((

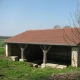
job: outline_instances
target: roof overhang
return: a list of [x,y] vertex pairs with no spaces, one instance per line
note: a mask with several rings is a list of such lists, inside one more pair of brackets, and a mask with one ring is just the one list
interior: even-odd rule
[[77,46],[76,44],[56,44],[56,43],[40,43],[40,42],[5,42],[13,44],[34,44],[34,45],[55,45],[55,46]]

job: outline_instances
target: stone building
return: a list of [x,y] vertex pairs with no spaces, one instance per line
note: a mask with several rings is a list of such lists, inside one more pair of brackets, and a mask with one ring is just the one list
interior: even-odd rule
[[80,66],[80,28],[30,30],[5,41],[6,57],[19,61]]

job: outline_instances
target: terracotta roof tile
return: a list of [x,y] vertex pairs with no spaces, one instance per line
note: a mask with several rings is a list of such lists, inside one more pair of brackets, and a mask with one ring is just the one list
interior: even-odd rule
[[78,45],[80,28],[62,28],[25,31],[4,42],[50,45]]

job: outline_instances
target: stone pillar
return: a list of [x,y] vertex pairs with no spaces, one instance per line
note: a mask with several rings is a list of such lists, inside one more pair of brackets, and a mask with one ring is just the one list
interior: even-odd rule
[[43,63],[41,64],[42,68],[46,67],[46,62],[47,62],[47,51],[43,50]]
[[19,61],[27,61],[27,59],[25,59],[25,56],[24,56],[24,50],[25,50],[26,46],[25,47],[20,47],[21,49],[21,59],[19,59]]
[[8,43],[5,44],[5,54],[6,57],[9,57],[11,55],[11,44]]
[[72,47],[71,65],[74,67],[80,66],[80,54],[78,47]]

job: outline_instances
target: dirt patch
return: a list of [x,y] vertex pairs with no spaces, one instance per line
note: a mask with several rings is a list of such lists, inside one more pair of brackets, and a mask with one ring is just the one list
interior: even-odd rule
[[80,80],[80,72],[54,74],[44,80]]

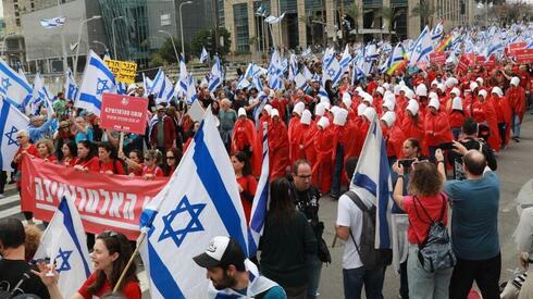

))

THE PROBLEM: Lay out all of the lines above as a numbered list, omitting the blank lines and leaving the pictures out.

CORRECT OUTPUT:
1. job: outline_instances
2. target: roof overhang
3. return: a list of [x,y] vertex pairs with no spaces, one instance per line
4. note: a mask with several rings is a list of such lists, inside one more pair of brackets, and a mask with one ring is just the one list
5. interior: even-odd rule
6. [[77,46],[76,44],[56,44],[56,43],[40,43],[40,42],[5,42],[13,44],[34,44],[34,45],[55,45],[55,46]]
7. job: outline_instances
8. target: stone building
9. return: a list of [x,y] vertex pairs with no spaces, one instance per line
10. note: a mask with several rings is a list of such lists, inside one more pair of brackets, and a mask with one ring is just the one list
11. interior: even-odd rule
12. [[80,66],[80,28],[30,30],[5,41],[6,57],[19,61]]
13. job: outline_instances
14. target: terracotta roof tile
15. return: a list of [x,y] vertex pairs with no spaces, one instance per line
16. note: a mask with several rings is a list of such lists, inside one more pair of brackets, and a mask with one ring is just the one list
17. interior: even-odd rule
18. [[78,45],[80,28],[62,28],[25,31],[4,42],[50,45]]
19. job: outline_instances
20. target: stone pillar
21. return: a list of [x,y] vertex pairs with no spaces, one instance per line
22. note: a mask with several rings is a list of such lists, inside one more pair of brackets, and a mask with one ring is just the one list
23. interior: even-odd rule
24. [[43,63],[41,64],[42,68],[46,67],[46,62],[47,62],[47,51],[43,50]]
25. [[19,61],[27,61],[27,59],[25,59],[25,56],[24,56],[24,50],[25,50],[26,46],[25,47],[20,47],[21,49],[21,59],[19,59]]
26. [[8,43],[5,44],[5,54],[6,57],[9,57],[11,55],[11,44]]
27. [[72,47],[71,65],[74,67],[80,66],[80,54],[78,47]]
28. job: outline_instances
29. target: dirt patch
30. return: a list of [x,y] vertex pairs with no spaces, one instance per line
31. note: a mask with several rings is a list of such lists, inside one more pair of brackets, and a mask with one ring is just the one list
32. interior: even-odd rule
33. [[80,80],[80,72],[54,74],[44,80]]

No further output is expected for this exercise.